All records that follow are to be restated exactly.
─── DATA SHOWN
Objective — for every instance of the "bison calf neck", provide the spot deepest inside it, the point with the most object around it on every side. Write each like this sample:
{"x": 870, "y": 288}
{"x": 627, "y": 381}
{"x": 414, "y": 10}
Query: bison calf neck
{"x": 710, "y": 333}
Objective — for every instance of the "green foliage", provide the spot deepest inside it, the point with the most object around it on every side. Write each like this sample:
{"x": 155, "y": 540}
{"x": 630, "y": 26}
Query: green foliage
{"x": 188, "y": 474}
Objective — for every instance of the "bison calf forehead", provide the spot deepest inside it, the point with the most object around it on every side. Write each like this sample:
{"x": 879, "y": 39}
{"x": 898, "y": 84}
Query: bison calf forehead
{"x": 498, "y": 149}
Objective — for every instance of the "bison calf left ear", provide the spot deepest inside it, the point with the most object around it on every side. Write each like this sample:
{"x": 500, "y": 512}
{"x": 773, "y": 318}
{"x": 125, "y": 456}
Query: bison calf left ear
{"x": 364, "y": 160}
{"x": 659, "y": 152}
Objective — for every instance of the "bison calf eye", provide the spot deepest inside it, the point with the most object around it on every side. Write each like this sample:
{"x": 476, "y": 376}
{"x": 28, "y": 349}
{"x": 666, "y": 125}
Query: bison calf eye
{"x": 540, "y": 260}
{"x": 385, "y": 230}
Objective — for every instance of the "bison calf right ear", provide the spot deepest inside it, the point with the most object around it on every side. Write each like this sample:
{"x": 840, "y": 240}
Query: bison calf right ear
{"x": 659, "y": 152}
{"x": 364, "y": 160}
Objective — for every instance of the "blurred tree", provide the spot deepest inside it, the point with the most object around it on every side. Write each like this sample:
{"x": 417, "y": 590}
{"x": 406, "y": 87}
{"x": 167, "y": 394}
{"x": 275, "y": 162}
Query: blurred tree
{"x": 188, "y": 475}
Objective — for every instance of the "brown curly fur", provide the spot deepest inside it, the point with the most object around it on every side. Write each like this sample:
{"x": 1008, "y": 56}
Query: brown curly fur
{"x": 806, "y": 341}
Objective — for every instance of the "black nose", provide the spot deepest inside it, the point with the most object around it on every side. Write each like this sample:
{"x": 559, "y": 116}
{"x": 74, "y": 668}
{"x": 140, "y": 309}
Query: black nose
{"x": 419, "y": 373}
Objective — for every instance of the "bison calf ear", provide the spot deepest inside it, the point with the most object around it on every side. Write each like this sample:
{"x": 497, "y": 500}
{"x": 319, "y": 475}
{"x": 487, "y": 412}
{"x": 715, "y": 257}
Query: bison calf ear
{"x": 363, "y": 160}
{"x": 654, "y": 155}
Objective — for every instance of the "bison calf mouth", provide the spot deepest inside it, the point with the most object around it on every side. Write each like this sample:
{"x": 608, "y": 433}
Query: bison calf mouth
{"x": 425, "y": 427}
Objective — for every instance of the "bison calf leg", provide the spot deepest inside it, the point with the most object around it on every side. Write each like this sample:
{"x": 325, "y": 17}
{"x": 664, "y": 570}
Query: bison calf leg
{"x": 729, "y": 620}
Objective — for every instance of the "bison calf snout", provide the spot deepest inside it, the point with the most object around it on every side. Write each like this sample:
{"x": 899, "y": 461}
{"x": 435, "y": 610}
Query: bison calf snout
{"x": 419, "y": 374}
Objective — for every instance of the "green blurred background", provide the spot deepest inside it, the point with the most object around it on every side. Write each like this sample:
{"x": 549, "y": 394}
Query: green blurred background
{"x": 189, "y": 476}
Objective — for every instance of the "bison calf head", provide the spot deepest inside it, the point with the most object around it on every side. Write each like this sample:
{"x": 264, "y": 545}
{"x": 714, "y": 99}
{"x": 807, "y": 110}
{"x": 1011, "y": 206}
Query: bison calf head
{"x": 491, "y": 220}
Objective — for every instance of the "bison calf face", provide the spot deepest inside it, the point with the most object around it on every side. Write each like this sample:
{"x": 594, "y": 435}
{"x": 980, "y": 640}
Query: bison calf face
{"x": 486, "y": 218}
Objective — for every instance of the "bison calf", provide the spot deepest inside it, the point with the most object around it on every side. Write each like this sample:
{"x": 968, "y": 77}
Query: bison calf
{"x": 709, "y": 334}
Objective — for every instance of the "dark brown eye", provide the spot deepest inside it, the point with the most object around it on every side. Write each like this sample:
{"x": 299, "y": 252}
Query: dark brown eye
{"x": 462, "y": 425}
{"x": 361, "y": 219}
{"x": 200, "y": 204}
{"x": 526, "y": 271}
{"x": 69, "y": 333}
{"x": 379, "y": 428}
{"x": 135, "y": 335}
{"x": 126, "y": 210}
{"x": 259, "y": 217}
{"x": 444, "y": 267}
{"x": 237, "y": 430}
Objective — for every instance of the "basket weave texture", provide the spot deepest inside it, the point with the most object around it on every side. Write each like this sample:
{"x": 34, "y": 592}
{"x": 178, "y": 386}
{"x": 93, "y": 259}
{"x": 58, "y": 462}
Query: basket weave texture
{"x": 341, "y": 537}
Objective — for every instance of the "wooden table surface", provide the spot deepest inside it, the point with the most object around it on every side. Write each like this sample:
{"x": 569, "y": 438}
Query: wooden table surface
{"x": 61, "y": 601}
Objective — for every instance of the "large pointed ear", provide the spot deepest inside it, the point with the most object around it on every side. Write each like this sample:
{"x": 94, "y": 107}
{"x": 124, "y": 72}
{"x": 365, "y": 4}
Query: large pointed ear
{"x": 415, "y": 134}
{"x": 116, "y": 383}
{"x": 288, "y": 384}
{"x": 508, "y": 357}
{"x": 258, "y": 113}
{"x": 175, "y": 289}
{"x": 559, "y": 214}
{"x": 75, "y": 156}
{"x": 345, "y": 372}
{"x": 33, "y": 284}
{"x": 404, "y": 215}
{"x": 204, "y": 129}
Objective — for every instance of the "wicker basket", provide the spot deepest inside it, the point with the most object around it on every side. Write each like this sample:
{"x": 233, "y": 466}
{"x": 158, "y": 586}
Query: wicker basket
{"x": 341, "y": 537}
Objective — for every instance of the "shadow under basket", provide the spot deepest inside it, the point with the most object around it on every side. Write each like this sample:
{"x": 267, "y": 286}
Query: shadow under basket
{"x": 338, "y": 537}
──────
● **YOUR RESPONSE**
Objective — for every instance of the "bison calf neck", provide the spot deepest inside it, the point with the most object around it on every side. Write each like this sample:
{"x": 870, "y": 288}
{"x": 627, "y": 381}
{"x": 414, "y": 10}
Query: bison calf neck
{"x": 710, "y": 333}
Objective — for every instance of the "green foliage", provide the spot deepest inside it, the point with the most object around it on every side. Write each like this sample:
{"x": 155, "y": 540}
{"x": 630, "y": 26}
Query: green foliage
{"x": 188, "y": 474}
Objective — for every instance of the "bison calf forehead", provide the spot deepest inside it, the point with the most object around it on every side. Write each like this sample:
{"x": 879, "y": 39}
{"x": 898, "y": 84}
Query: bison calf forehead
{"x": 498, "y": 149}
Objective — for every instance of the "bison calf left ear", provide the spot deepest inside it, the point with the most object around it on every side. Write each like this sample:
{"x": 500, "y": 512}
{"x": 773, "y": 318}
{"x": 125, "y": 456}
Query: bison calf left ear
{"x": 364, "y": 160}
{"x": 659, "y": 152}
Objective — for every instance of the "bison calf eye", provide the spot deepest inside it, the point with the most object around it on every side. Write each like this sample:
{"x": 476, "y": 376}
{"x": 28, "y": 349}
{"x": 666, "y": 125}
Query: bison calf eye
{"x": 540, "y": 260}
{"x": 385, "y": 230}
Objective — for every instance of the "bison calf right ear", provide the spot deepest inside it, the point with the most object around it on every side. Write each like this sample:
{"x": 840, "y": 240}
Query: bison calf right ear
{"x": 659, "y": 152}
{"x": 364, "y": 160}
Objective — for every instance of the "blurred tree", provide the spot deepest inside it, the point with the most object around it on every side. Write each like this sample:
{"x": 417, "y": 590}
{"x": 406, "y": 87}
{"x": 167, "y": 394}
{"x": 275, "y": 162}
Query: blurred tree
{"x": 188, "y": 475}
Objective — for every instance of the "brown curly fur", provide the spot deepest inside it, the point with the most object around it on every side. Write each like this sample:
{"x": 1008, "y": 56}
Query: brown curly fur
{"x": 806, "y": 341}
Objective — for every instance of the "black nose", provide the spot deepest inside it, the point with the most object around it on every side. Write each like this sample:
{"x": 559, "y": 116}
{"x": 74, "y": 668}
{"x": 140, "y": 309}
Query: black nose
{"x": 419, "y": 373}
Objective — for every instance of the "bison calf ear", provide the spot deepest inside it, the point with the most object around it on every side. Write each like this sample:
{"x": 497, "y": 500}
{"x": 319, "y": 475}
{"x": 487, "y": 412}
{"x": 715, "y": 257}
Query: bison calf ear
{"x": 363, "y": 160}
{"x": 654, "y": 155}
Objective — for every instance of the "bison calf mouth", provide the spot deepest inside it, the point with the most object around it on every side. Write each like this sample:
{"x": 608, "y": 433}
Query: bison calf mouth
{"x": 425, "y": 427}
Objective — for every instance of the "bison calf leg", provide the spot deepest inside it, the point with the most object around it on every side. Write each like this sample:
{"x": 325, "y": 17}
{"x": 664, "y": 570}
Query: bison calf leg
{"x": 729, "y": 620}
Objective — for every instance of the "bison calf snout", provide the spot deepest inside it, the point with the most object around it on every side. Write each like this sample:
{"x": 899, "y": 461}
{"x": 435, "y": 610}
Query: bison calf snout
{"x": 419, "y": 374}
Objective — for every instance of the "green blurred background", provide the spot deepest inside it, the point with the most object around it on every side. Write each like this sample:
{"x": 549, "y": 394}
Query: green blurred background
{"x": 189, "y": 476}
Objective — for every instance of the "bison calf head", provide the spot deepest inside it, the point with the most object around it on every side. Write each like this sample:
{"x": 264, "y": 545}
{"x": 714, "y": 99}
{"x": 807, "y": 110}
{"x": 1011, "y": 206}
Query: bison calf head
{"x": 491, "y": 220}
Objective — for every instance of the "bison calf face", provide the spot deepest inside it, the point with the most object around it on every side. Write each like this sample:
{"x": 594, "y": 435}
{"x": 980, "y": 640}
Query: bison calf face
{"x": 486, "y": 218}
Objective — for every instance of the "bison calf", provide the spot deepest inside it, the point with the most object around it on every side. Write each like this sample:
{"x": 968, "y": 77}
Query: bison calf
{"x": 709, "y": 334}
Objective — for every instance of the "dark brown eye", provide the spot deepest inside it, the point with the most object around it on every side. Write each like this sample:
{"x": 299, "y": 252}
Query: dark brown eye
{"x": 462, "y": 425}
{"x": 361, "y": 219}
{"x": 200, "y": 204}
{"x": 526, "y": 271}
{"x": 69, "y": 333}
{"x": 379, "y": 428}
{"x": 135, "y": 335}
{"x": 126, "y": 210}
{"x": 259, "y": 217}
{"x": 444, "y": 267}
{"x": 237, "y": 430}
Objective — for every instance of the "basket weave texture", provide the spot deepest inside it, the point with the most object around it on every side. Write each like this sample:
{"x": 34, "y": 592}
{"x": 178, "y": 386}
{"x": 93, "y": 259}
{"x": 58, "y": 462}
Query: basket weave texture
{"x": 341, "y": 537}
Objective — for every instance of the "wooden table surface", provide the spot deepest inside it, the point with the most object around it on every side. Write each like this sample:
{"x": 569, "y": 438}
Query: wooden table surface
{"x": 61, "y": 601}
Objective — for every instance of the "large pointed ear", provide the spot deepest inside it, the point with the most object around it on every side. Write each like this sample:
{"x": 94, "y": 107}
{"x": 124, "y": 72}
{"x": 365, "y": 4}
Query: large pointed ear
{"x": 415, "y": 134}
{"x": 116, "y": 383}
{"x": 288, "y": 384}
{"x": 508, "y": 357}
{"x": 258, "y": 113}
{"x": 175, "y": 289}
{"x": 559, "y": 214}
{"x": 75, "y": 156}
{"x": 345, "y": 372}
{"x": 33, "y": 284}
{"x": 404, "y": 215}
{"x": 204, "y": 129}
Objective — for every instance of the "wicker basket", provide the spot deepest inside it, the point with the most object around it on every side. Write each like this sample:
{"x": 233, "y": 466}
{"x": 158, "y": 586}
Query: wicker basket
{"x": 341, "y": 537}
Objective — for every instance of the "shadow under basket", provide the spot deepest inside it, the point with the most object around it on every side. Write each like this sample:
{"x": 267, "y": 286}
Query: shadow under basket
{"x": 338, "y": 537}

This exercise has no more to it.